*CONSIGNES*.
1. Dans l'extrait d'entretien sur l'enregistrement en duo, par qui et où les instruments à cordes ont-ils été enregistrés ?
2. Poursuivez l'extrait d'entretien sur l'enregistrement en duo à partir de sa dernière phrase.

*PASSAGE FOURNI*.

◆ ◆ ◆ ◆

Je ne pense pas, car l’enregistrement en duo fonctionne à la perfection. Nous sommes tous deux multi-instrumentistes et le studio est un peu notre terrain de jeu : nous y échangeons et partageons nos instruments. Seuls les instruments à cordes ont été enregistrés par d’autres musiciens à Londres. (NdR: mentionnons aussi la présence de trois batteurs de session, dont Gavin Harrison et Chris Maitland, respectivement batteur actuel et ex-batteur de Porcupine Tree).
Aviv, tu es très célèbre en Israël. Etait-ce gênant pour toi de jouer devant un public qui ne te connaît pas, notamment lors de tes concerts solo en ouverture de Porcupine Tree en novembre dernier ?

◆ ◆ ◆ ◆

*DONNÉES FOURNIES*.
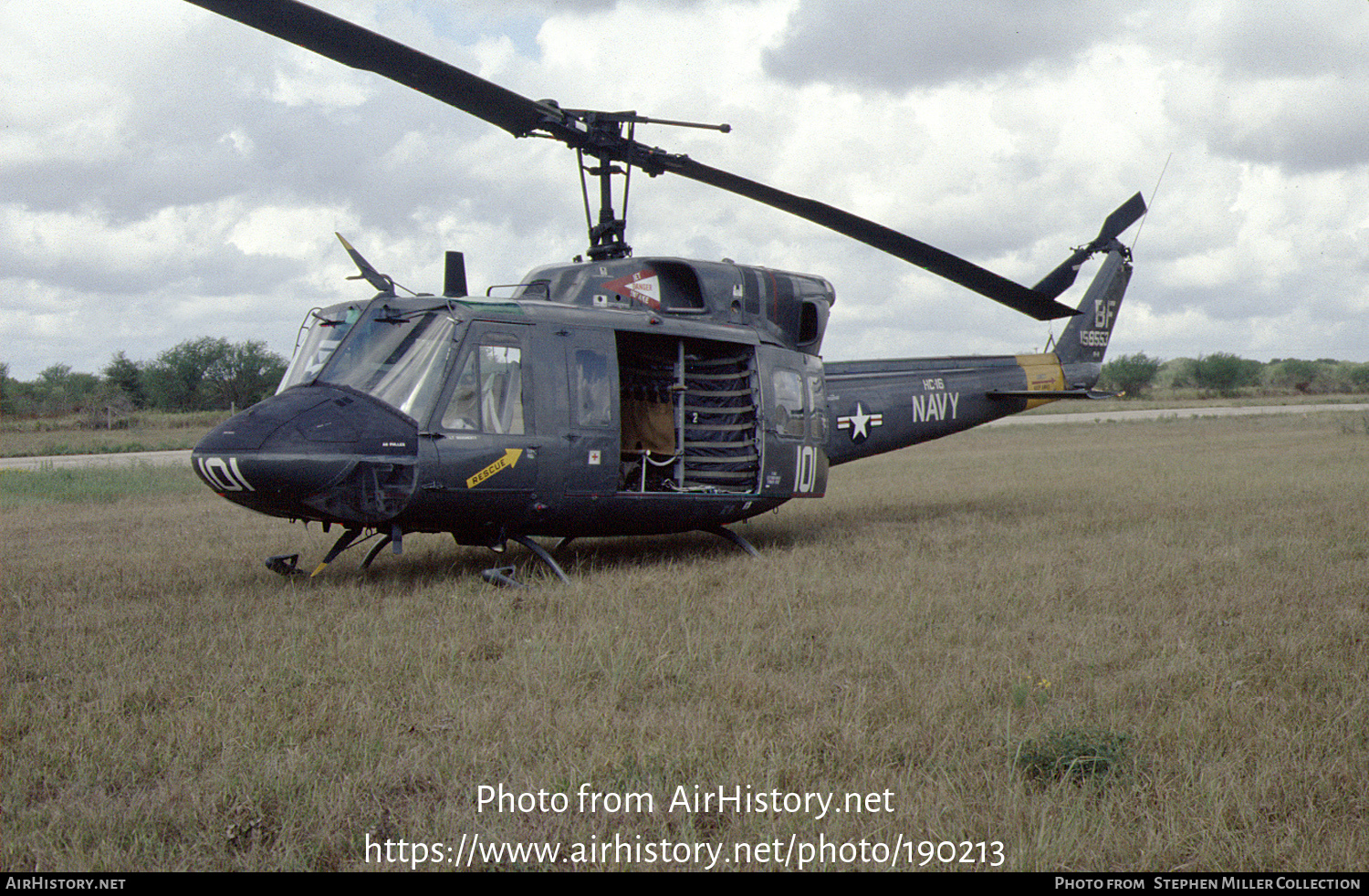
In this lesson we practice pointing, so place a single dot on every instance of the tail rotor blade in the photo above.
(895, 244)
(1062, 276)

◆ ◆ ◆ ◆

*RÉPONSES PAR TÂCHE*.
1. Par d'autres musiciens, à Londres.

2.
Tu ne peux pas imaginer à quel point c’est génial de repartir à zéro et de se produire devant un nouveau public ! J’ai tout laissé derrière moi : j’ai un vaste public en Israël, j’y ai vendu plus d’un million de disques. Pour moi, c’est incroyable de jouer à Londres, devant sept cents Anglais qui aiment Blackfield et aiment mes chansons, puisque j’ai écrit quatre-vingt pour cent des chansons du groupe (NdR: comprendre une participation à l’écriture de quatre-vingt pour cent des morceaux du groupe, la plupart étant écrits en collaboration avec Wilson…). C’est pour moi un rêve qui se réalise : j’ai franchi les frontières israéliennes, ce qu’aucun autre artiste n’avait fait auparavant.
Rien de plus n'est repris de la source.